■ CUPLIKAN TEKS ■
-------

Tabanan (Metrobali.com)-

Kepala Dinas (Kadis) Peternakan Tabanan, Ni Nyoman Rusmini, akhirnya dijebloskan ke sel tahanan, Selasa (10/4), sebagai terdakwa kasus dugaan korupsi dana penanggulangan flu burung senilai Rp 228 juta. Pejabat pemerintahan ini kemarin langsung dijebloskan ke sel seusai menjalani persidangan perdana kasusnya di Pengadilan Tindak Pidana Korupsi (Tipikor) Denpasar.

Selain Nyoman Rusmini, satu terdakwa lainnya dalam kasus yang sama yakni I Made Budiarta (Ketua Gabungan Kelompok Tani Desa Timpag, Kecamatan Kerambitan, Tabanan) juga langsung ditahan seusai menjalani sidang perdananya, Selasa kemarin. Baik Rusmini maupun Budiarta ditahan titip di LP Kerobokan, Kecamatan Kuta Utara, Badung.

Penetapan penahanan terdakwa Rusmini dan Budiarta dalam persidangan perdana di Pengadilan Tipikor Denpasar, Selasa kemarin, dibacakan langsung Ketua Majelis Hakim IGAB Komang Wijaya Adhi. “Menetapkan agar terdakwa (Rusmini dan Budiarta) ditahan,” tegas IGAB Komang Wijaya Adhi saat membacakan surat penetapan penahanan di akhir persidangan kemarin.

Persidangan perdana kasus dugaan korupsi dana penanggulangan flu burung di Pengadilan Tipikor Denpasar kemarin digelar dengan agenda pembacaan dakwaan bagi terdakwa. Dalam sidang perdana tersebut, pihak Kejaksaan Negeri (Kejari) Tabanan menerjunkan tim jaksa yang dipimpin langsung Kasi Pidsus Kejari, Awaludin.

Jaksa penuntut umum (JPU) menjerat terdakwa Rusmini dan Budiarta dengan dua pasal (dakwaan primer dan subsider), yakni Pasal 2 ayat 1 dan Pasal 3 UU Nomor 32 Tahun 1999 tentang Pemberantasan Tindak Pidana Korupsi yang telah diubah dengan UU Nomor 20 Tahun 2001 tentang perubahan atas UU No 31 Tahun 1999 jo Pasal 55 ayat (1) ke-1 KUHP jo Pasal 64 ayat 1 KUHP. Kedua terdakwa diancam hukuman minimal 1 tahun dan maksimal 20 tahun penjara.

-------

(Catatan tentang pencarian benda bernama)
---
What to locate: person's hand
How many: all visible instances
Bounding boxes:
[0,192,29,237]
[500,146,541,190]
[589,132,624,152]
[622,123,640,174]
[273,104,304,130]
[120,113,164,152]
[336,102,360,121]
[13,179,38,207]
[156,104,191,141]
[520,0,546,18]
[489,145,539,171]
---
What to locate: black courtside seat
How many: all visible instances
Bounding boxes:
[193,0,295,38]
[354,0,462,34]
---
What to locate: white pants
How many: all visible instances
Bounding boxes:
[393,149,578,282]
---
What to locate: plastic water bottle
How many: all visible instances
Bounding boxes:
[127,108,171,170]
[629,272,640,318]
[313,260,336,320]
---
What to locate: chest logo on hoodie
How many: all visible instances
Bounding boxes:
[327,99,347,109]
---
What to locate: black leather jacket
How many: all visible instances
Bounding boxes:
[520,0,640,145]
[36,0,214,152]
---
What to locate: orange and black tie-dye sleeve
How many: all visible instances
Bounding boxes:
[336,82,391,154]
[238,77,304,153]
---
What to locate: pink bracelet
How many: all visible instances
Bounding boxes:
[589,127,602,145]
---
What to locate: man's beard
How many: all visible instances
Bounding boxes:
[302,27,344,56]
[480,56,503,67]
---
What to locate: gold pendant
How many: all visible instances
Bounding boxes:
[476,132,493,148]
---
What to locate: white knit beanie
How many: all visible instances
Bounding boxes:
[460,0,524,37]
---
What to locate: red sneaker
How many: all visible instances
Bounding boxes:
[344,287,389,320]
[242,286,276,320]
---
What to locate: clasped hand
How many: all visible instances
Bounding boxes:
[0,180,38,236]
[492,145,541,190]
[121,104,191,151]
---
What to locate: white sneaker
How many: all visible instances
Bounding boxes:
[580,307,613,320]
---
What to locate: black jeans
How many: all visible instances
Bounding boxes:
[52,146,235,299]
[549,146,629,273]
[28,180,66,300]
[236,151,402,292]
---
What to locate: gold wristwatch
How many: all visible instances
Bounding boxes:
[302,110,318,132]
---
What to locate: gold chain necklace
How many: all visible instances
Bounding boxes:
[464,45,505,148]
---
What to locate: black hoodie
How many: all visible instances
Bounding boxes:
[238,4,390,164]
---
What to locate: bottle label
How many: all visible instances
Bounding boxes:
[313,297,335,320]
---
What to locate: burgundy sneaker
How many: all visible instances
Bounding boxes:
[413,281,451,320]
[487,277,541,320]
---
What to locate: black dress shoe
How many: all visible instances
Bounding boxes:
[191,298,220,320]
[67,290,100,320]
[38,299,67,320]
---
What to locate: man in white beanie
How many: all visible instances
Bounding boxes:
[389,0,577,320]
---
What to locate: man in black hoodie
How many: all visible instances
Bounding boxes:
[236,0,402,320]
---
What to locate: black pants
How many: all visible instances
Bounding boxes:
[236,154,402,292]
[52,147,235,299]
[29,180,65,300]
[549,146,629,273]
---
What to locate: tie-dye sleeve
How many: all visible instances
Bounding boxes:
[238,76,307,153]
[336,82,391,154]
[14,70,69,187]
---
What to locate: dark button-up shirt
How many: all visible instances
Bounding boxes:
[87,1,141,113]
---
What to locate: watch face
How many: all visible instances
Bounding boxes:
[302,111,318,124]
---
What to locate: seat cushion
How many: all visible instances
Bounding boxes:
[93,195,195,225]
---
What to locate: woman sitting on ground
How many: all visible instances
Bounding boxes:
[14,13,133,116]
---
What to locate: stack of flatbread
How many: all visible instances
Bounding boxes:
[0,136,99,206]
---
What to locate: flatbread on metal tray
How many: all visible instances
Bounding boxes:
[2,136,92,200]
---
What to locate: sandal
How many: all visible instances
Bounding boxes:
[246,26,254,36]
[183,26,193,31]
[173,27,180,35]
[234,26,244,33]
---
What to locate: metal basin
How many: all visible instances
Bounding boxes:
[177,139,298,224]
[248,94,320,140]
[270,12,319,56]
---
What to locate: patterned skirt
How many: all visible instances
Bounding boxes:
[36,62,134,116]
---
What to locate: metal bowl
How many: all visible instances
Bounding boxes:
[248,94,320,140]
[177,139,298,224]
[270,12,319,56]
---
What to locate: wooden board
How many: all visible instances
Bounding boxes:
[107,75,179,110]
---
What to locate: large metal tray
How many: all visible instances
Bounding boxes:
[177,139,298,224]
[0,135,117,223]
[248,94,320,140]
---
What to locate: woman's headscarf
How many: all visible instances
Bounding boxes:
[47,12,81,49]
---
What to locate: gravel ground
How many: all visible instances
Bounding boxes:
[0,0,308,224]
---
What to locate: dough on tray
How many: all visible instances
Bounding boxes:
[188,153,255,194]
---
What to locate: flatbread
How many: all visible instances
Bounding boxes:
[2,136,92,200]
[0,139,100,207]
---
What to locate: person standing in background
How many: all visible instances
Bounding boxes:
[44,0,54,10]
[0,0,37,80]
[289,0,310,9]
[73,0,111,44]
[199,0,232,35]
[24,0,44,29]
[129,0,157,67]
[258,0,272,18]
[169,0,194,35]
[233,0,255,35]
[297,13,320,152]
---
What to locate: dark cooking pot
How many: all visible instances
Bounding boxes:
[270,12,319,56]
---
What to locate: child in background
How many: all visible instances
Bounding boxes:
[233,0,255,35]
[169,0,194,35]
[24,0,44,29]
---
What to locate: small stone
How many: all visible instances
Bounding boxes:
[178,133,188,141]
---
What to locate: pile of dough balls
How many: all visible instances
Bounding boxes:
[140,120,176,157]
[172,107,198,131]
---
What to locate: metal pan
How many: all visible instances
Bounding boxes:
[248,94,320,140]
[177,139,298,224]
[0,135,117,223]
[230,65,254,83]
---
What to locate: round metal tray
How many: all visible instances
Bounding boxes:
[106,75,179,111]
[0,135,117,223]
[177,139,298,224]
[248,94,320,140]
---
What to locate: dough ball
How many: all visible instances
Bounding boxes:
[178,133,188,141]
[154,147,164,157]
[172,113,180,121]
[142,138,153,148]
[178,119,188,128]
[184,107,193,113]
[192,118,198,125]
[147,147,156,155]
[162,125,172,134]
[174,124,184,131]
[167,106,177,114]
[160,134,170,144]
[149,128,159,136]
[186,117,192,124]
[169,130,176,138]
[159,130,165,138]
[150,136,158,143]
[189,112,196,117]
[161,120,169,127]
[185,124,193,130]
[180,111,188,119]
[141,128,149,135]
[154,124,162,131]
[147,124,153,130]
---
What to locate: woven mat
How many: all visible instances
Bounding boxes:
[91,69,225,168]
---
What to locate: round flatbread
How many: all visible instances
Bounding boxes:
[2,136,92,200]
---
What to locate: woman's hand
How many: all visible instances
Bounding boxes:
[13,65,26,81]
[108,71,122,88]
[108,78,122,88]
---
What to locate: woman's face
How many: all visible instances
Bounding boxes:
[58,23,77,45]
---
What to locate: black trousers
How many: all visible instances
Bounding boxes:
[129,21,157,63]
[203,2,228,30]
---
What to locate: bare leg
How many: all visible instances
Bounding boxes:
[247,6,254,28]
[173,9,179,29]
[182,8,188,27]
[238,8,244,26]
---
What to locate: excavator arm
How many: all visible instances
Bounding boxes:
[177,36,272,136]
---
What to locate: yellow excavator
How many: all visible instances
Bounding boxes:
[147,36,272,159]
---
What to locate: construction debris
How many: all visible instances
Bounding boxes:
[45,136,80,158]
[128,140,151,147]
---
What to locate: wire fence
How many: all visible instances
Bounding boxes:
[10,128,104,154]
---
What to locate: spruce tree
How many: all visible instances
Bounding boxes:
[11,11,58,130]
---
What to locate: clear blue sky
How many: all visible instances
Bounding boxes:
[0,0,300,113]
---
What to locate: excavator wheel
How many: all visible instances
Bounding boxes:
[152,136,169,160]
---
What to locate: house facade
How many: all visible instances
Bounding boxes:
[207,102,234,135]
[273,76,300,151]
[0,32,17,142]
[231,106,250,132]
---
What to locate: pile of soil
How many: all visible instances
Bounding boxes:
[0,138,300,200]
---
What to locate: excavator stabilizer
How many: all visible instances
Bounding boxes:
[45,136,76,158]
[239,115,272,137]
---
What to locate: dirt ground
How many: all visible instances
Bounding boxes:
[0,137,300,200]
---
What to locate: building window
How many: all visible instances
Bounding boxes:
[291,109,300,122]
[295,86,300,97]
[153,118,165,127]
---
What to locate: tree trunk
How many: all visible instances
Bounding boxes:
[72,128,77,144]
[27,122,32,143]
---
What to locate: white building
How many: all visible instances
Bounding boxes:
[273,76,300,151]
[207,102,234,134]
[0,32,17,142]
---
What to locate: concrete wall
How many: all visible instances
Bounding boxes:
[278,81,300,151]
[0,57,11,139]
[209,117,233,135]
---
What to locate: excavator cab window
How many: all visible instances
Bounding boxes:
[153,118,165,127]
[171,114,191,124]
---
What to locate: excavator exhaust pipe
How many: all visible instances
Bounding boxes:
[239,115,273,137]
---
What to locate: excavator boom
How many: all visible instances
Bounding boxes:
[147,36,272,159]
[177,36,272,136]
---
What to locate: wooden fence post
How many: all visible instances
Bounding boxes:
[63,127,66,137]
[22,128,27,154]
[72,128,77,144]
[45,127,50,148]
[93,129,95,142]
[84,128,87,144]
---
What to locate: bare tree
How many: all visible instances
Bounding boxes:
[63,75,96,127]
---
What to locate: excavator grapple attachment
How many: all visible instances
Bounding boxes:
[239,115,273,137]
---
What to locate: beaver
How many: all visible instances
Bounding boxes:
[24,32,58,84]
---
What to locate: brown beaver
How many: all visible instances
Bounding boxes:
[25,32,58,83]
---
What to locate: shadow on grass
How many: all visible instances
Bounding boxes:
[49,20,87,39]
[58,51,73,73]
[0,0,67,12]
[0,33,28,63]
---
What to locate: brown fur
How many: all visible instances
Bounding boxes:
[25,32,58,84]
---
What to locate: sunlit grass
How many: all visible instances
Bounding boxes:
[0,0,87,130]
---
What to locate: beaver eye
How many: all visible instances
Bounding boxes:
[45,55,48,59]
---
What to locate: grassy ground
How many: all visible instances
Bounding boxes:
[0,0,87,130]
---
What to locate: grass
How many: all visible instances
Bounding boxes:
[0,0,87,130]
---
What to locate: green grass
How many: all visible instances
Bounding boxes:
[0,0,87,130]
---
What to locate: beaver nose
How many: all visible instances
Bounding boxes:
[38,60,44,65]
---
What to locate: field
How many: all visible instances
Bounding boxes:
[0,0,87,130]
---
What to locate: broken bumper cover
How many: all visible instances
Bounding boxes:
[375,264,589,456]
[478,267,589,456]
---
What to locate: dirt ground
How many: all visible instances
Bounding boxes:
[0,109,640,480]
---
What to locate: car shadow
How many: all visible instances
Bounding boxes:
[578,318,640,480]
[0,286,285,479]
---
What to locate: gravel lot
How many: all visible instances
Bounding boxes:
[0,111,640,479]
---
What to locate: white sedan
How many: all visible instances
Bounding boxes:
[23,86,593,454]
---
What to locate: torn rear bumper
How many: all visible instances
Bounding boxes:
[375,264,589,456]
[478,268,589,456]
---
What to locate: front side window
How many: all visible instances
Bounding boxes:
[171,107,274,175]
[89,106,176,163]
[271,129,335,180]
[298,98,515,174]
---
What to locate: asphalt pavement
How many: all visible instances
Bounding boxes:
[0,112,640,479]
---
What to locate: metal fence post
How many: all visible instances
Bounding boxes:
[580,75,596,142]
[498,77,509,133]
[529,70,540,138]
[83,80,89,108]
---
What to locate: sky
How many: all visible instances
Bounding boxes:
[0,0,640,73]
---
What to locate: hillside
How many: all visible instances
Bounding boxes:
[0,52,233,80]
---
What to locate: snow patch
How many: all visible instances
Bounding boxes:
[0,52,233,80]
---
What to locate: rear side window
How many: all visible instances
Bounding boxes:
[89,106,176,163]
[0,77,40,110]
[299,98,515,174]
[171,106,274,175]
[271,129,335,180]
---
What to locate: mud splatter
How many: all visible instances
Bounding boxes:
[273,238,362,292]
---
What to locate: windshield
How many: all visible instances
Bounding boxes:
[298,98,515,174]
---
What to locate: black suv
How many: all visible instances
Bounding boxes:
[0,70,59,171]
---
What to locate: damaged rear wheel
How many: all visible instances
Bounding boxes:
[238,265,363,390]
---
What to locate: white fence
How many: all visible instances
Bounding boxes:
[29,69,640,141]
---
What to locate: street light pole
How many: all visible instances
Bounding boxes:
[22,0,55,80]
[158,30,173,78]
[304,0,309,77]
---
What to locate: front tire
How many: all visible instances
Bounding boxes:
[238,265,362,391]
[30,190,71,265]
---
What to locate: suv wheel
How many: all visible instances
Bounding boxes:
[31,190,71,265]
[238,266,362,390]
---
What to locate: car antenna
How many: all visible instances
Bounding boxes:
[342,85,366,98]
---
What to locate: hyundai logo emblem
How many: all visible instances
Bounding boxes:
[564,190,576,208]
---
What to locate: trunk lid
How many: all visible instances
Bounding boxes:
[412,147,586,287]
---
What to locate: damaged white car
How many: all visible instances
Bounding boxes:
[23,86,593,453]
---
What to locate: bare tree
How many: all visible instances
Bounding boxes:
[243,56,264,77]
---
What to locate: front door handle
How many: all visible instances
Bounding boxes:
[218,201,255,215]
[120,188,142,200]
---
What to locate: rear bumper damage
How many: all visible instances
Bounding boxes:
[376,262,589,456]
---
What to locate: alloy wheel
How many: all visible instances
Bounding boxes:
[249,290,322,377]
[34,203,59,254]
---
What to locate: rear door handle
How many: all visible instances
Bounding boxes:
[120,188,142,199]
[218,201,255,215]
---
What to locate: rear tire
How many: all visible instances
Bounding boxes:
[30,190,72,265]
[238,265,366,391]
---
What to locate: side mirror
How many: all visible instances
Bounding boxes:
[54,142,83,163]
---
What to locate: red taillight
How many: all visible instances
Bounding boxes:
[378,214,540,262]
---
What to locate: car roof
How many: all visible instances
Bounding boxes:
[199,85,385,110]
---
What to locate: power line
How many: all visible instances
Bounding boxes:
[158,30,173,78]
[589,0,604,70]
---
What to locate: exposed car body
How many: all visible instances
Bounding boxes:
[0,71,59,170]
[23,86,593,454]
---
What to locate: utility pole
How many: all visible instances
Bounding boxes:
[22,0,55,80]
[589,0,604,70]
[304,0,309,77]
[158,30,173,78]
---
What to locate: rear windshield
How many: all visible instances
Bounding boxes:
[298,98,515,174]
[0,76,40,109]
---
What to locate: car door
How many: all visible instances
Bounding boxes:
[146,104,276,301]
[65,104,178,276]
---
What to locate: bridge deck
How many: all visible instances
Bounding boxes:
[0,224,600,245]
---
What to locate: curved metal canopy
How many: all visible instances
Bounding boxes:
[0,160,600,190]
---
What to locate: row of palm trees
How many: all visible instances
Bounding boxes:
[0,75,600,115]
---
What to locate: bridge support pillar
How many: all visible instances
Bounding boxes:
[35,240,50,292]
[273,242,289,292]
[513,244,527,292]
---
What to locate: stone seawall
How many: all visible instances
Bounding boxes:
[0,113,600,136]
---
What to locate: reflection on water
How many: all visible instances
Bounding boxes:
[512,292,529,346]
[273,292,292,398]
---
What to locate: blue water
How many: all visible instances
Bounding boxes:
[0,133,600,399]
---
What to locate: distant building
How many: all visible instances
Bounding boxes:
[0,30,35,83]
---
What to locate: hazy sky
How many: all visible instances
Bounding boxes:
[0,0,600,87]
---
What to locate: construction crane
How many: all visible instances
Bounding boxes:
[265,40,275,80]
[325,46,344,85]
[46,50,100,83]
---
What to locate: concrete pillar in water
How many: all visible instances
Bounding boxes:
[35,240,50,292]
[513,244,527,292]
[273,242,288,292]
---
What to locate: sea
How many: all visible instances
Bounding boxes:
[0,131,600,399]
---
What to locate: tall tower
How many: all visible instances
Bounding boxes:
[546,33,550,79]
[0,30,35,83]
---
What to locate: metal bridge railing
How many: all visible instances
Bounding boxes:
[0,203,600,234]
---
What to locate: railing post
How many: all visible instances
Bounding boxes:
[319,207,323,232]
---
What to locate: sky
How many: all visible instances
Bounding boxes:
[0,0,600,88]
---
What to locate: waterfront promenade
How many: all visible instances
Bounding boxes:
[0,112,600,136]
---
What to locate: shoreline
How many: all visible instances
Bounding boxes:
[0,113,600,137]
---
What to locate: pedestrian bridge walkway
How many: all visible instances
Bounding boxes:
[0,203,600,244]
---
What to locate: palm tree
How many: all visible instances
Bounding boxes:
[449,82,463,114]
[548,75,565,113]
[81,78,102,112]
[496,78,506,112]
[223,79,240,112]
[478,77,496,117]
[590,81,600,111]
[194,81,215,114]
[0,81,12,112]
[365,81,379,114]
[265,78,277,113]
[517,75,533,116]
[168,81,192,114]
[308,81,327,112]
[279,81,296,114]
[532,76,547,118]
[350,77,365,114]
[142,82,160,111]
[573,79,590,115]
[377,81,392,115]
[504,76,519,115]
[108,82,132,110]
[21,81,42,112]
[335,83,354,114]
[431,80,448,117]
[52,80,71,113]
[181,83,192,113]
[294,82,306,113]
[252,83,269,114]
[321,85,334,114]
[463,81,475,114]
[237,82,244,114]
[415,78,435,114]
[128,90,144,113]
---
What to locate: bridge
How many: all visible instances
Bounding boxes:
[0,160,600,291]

-------

■ SOAL LATIHAN ■
Ubah paragraf dalam cuplikan teks yang diawali "Selain Nyoman Rusmini" menjadi daftar poin yang lebih ringkas tanpa menghilangkan fakta pokoknya. Catatan tersebut tidak berperan dalam hal ini.

■ JAWABAN ■
- Terdakwa lain dalam kasus yang sama adalah I Made Budiarta, Ketua Gabungan Kelompok Tani Desa Timpag, Kecamatan Kerambitan, Tabanan.
- Budiarta juga langsung ditahan seusai sidang perdananya pada Selasa.
- Rusmini dan Budiarta ditahan titip di LP Kerobokan, Kecamatan Kuta Utara, Badung.